> _PROBLEM STATEMENT_
Copy out each line below that has the word "lemur" in it.

(Data entries)

========================================================================

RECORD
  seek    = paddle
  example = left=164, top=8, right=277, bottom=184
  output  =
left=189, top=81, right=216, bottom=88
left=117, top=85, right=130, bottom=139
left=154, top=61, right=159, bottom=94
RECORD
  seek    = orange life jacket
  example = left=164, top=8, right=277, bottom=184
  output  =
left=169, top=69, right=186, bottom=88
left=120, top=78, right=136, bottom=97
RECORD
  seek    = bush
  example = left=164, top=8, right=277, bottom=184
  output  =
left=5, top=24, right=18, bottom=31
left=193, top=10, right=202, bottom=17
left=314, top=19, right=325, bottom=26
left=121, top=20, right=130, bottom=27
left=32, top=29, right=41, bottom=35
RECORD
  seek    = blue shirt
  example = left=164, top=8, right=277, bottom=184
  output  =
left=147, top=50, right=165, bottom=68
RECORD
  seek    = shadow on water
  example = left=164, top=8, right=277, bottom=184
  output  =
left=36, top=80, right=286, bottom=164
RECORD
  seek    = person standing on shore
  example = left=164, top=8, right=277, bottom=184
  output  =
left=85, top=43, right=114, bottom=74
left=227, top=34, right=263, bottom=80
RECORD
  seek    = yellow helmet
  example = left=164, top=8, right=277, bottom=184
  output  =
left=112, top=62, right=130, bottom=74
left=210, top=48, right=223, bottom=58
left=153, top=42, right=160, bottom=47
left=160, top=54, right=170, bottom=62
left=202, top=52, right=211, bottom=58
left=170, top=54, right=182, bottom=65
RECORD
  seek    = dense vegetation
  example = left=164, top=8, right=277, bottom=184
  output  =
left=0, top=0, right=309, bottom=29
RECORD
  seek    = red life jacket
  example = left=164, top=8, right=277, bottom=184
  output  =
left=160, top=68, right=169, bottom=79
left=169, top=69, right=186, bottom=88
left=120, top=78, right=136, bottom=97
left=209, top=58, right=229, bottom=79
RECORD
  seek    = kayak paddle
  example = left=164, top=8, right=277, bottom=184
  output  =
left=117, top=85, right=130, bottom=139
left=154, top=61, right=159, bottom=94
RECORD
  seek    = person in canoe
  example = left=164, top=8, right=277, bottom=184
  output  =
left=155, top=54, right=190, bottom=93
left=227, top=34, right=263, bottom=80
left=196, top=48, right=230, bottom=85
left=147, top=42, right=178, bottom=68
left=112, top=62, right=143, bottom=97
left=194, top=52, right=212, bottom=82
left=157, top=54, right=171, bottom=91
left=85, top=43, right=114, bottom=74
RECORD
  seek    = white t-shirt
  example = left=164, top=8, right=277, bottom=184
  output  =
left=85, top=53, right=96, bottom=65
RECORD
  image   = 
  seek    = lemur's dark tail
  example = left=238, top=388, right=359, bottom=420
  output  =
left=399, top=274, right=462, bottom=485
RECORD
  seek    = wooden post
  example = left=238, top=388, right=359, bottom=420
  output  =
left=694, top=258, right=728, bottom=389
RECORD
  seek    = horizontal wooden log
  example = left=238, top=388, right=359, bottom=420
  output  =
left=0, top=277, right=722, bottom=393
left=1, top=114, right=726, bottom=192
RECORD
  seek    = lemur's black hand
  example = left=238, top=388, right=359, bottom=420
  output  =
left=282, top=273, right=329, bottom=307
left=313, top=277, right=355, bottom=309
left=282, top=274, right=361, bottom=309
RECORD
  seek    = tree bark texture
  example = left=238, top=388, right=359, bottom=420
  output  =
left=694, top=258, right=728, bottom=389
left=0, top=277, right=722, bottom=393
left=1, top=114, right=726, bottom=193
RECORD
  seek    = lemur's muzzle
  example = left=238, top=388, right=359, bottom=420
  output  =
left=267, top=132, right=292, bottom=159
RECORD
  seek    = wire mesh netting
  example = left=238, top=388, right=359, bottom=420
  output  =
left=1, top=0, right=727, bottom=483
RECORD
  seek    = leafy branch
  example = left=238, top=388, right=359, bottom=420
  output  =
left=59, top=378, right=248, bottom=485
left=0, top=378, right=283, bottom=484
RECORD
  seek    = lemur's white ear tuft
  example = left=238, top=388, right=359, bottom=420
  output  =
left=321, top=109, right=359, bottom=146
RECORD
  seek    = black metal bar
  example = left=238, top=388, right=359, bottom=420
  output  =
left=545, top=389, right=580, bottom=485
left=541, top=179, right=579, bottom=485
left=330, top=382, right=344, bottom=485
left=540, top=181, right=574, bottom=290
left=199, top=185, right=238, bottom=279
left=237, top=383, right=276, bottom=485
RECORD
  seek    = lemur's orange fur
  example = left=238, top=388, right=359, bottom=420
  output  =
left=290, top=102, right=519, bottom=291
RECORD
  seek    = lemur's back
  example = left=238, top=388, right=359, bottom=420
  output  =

========================================================================

> _RESPONSE TO THIS TASK_
  seek    = lemur's dark tail
  seek    = lemur's black hand
  seek    = lemur's muzzle
  seek    = lemur's white ear tuft
  seek    = lemur's orange fur
  seek    = lemur's back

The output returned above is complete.